CYTOWANY FRAGMENT:
::::::::::
Fogarasze - Rumunia część górska 23-29.06.

Nasze pierwotne plany przejścia większej części głównej grani najwyższych gór Rumunii nie do końca nam się powiodły gdyż pogoda pokrzyżowała nam zupełnie plany. Mimo to mamy powody do satysfakcji - drugi co do wielkości szczyt Fogaraszy- Negoiu 2535 m n.p.m.- został zdobyty!

23.06. - dzień 1
Poniedziałek zaczął się dość wcześnie a dla niektórych bardzo (dopiero dojeżdżali do Bukaresztu). Pierwszą część dnia spędziliśmy na dotarciu do szlaku jednak nie obyło się bez przygód. Okazało się że trasę, którą mieliśmy iść zalała rzeka wiec dojechaliśmy do najbliższej miejscowości i udało nam się od razu złapać stopa tuż pod szlak. Dość późno ruszyliśmy w góry ale mieliśmy ambitny plan wejścia na grań. Wszystko by się pewnie udało gdyby nie liczne przejścia przez rwące strumienie, ciężkie plecaki i bardzo strome podejście. W sumie późnym wieczorem rozbiliśmy się obok Cabany czyli dawnego pomieszczenia gospodarczego przerobionego na mini schronisko. Po zachodzie słońca zjedliśmy zasłużoną kolację z ogniska.
::::::::::
[Rekordy ze zbioru danych z adnotacjami]
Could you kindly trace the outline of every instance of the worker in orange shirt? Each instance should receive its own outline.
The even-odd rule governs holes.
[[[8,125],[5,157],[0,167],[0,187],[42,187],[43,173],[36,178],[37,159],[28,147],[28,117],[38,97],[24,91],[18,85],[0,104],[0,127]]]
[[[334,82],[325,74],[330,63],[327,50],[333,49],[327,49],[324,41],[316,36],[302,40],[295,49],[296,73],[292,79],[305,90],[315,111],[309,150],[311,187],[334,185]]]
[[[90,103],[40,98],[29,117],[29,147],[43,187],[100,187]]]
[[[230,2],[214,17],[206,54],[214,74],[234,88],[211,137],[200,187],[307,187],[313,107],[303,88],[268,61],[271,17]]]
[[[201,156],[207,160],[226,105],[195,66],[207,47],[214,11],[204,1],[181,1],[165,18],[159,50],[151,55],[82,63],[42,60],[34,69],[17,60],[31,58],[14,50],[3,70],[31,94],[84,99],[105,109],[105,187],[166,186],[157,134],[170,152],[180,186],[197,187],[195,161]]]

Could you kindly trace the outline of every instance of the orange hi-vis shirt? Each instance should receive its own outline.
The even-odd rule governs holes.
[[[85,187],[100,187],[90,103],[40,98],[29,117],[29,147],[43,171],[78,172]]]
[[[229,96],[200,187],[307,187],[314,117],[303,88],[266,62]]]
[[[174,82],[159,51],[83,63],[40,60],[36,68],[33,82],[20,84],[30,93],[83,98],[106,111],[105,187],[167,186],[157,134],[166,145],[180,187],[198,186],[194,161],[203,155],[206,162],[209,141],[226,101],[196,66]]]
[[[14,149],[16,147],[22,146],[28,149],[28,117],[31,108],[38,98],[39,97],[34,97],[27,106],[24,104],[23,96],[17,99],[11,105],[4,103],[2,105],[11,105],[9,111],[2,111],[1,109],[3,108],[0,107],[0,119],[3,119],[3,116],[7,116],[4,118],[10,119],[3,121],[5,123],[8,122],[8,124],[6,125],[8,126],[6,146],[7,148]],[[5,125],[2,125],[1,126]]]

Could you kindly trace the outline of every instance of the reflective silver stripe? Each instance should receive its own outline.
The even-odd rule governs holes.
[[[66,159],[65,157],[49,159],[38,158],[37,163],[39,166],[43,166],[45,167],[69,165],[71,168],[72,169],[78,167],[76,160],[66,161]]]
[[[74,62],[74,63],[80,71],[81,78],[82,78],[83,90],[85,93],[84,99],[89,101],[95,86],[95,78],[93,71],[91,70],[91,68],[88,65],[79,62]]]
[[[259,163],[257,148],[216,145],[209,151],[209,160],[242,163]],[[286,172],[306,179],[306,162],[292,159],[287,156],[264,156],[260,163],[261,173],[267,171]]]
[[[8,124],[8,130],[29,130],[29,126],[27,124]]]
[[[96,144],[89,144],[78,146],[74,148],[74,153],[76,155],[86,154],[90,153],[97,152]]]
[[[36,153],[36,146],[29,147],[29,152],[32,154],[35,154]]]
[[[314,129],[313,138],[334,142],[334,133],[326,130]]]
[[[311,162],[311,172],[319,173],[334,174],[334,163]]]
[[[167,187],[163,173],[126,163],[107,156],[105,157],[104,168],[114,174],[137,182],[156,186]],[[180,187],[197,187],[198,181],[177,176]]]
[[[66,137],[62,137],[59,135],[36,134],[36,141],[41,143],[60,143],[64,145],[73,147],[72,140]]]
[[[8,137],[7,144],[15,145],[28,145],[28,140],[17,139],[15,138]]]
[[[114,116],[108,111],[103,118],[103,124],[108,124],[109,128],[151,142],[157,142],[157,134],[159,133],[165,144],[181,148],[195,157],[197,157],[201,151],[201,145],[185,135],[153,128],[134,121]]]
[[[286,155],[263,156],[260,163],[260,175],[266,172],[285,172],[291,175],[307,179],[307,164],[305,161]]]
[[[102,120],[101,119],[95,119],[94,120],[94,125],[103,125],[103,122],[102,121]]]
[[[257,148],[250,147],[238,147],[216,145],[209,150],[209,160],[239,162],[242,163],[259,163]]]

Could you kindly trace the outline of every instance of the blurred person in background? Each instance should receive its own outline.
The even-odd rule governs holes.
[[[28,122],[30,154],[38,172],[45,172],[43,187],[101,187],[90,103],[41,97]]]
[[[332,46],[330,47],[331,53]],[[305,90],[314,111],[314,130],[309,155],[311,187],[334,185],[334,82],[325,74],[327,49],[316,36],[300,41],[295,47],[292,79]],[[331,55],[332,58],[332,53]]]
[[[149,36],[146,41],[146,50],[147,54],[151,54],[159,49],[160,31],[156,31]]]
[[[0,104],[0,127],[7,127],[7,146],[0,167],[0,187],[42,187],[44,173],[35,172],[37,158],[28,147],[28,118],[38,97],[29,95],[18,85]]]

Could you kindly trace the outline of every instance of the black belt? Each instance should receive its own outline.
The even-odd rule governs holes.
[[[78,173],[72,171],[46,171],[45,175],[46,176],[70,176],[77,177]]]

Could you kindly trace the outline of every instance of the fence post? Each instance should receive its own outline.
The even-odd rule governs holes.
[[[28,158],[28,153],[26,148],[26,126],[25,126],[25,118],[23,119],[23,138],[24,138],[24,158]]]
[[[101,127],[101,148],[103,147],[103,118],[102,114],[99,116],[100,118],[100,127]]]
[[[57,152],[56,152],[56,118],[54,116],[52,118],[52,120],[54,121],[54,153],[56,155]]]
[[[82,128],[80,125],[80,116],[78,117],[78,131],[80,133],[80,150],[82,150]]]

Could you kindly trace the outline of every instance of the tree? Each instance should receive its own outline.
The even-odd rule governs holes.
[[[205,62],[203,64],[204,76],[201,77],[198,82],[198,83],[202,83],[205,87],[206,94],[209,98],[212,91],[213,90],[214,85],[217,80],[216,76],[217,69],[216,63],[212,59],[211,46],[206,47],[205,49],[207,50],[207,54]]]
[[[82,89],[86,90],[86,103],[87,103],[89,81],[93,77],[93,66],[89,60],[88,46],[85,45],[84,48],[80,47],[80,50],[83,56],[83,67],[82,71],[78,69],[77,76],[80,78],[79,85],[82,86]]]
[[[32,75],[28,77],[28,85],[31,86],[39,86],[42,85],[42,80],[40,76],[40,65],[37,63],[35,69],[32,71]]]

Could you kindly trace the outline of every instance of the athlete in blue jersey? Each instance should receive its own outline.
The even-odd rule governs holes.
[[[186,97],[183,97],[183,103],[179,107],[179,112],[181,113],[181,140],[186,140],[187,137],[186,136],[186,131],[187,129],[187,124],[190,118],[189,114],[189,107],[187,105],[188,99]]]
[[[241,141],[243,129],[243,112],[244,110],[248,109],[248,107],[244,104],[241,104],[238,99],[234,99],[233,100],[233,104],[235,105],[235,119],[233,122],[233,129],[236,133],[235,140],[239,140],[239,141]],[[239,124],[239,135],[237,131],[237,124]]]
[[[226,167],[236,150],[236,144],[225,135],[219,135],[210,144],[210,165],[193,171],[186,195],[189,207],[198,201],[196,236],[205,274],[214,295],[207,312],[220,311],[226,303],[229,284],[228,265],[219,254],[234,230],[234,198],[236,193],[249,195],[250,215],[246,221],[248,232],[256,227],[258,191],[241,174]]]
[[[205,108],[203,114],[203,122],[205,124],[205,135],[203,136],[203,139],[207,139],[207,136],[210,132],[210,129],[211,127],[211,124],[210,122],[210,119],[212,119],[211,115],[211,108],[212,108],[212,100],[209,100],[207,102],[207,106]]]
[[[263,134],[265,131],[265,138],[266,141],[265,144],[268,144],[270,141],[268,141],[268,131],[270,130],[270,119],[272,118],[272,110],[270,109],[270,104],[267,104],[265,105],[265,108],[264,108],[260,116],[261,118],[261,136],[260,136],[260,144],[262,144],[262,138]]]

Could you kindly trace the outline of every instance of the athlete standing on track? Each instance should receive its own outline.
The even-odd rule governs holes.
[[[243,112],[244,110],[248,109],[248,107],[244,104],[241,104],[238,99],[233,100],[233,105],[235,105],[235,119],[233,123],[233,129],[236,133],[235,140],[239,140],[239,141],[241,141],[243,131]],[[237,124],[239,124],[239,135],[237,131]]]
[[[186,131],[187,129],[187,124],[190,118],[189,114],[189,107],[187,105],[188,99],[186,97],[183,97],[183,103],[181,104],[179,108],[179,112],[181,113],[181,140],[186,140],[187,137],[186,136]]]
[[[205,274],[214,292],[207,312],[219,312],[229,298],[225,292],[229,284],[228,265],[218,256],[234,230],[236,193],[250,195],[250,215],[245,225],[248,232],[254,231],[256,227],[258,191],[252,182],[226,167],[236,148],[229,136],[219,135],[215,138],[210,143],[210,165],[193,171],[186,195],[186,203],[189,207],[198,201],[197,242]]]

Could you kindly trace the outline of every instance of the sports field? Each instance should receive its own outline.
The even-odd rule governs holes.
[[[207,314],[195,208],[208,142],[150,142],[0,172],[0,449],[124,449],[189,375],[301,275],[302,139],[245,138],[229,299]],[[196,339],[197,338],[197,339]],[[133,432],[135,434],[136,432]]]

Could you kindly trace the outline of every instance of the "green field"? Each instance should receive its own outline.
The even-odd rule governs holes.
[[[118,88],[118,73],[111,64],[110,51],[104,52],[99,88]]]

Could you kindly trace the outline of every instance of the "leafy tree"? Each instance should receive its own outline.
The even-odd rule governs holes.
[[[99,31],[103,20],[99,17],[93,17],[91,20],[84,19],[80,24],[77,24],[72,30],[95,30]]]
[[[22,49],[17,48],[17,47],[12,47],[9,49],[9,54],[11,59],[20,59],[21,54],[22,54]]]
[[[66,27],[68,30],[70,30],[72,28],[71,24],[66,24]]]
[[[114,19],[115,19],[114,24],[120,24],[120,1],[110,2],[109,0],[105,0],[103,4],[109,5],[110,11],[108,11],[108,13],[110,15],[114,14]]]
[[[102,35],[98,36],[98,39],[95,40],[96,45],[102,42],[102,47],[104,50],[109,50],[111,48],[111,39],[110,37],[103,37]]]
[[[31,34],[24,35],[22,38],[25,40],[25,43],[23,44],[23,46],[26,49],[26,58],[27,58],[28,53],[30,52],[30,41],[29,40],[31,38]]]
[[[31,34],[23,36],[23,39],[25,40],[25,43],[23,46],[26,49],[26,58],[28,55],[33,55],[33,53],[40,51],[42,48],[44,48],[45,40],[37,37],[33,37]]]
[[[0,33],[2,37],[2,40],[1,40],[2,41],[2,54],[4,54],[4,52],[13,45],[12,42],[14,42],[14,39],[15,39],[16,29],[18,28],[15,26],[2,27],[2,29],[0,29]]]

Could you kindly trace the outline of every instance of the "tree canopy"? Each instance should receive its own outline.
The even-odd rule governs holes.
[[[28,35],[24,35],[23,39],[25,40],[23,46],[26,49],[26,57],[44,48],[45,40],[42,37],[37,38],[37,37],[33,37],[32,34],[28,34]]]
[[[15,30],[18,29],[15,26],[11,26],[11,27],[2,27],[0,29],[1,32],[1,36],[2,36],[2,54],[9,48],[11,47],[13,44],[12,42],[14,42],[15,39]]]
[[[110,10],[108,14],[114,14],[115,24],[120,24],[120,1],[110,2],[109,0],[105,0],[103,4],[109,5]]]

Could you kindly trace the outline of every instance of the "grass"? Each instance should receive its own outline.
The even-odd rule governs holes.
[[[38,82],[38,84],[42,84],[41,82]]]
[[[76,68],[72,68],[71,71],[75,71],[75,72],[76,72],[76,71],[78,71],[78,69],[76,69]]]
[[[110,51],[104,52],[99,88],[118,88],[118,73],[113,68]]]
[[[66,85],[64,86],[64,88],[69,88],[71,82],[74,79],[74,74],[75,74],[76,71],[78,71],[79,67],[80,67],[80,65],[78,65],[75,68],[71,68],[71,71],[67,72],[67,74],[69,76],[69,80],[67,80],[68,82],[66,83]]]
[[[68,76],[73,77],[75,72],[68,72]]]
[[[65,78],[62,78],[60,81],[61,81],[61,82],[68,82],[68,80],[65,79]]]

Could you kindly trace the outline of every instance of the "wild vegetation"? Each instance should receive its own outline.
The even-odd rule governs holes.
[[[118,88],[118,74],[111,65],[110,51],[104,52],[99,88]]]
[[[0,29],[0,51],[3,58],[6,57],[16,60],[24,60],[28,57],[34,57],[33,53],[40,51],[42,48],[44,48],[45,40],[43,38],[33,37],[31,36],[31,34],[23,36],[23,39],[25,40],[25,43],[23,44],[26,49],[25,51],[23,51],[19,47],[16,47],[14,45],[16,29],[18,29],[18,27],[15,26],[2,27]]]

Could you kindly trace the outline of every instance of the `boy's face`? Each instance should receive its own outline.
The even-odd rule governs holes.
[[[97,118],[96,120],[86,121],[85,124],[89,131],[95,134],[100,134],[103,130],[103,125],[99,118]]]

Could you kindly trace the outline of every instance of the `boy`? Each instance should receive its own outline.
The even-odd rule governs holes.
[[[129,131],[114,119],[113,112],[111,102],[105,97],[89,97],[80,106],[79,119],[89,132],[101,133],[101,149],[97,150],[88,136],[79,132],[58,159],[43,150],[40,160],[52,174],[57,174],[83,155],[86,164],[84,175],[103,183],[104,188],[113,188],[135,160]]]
::::::::::
POLECENIE: Jaki szczyt zdobyto według relacji z wyprawy w Fogarasze i jaką ma on wysokość?

ODPOWIEDŹ PISEMNA: Negoiu, drugi co do wielkości szczyt Fogaraszy, o wysokości 2535 m n.p.m.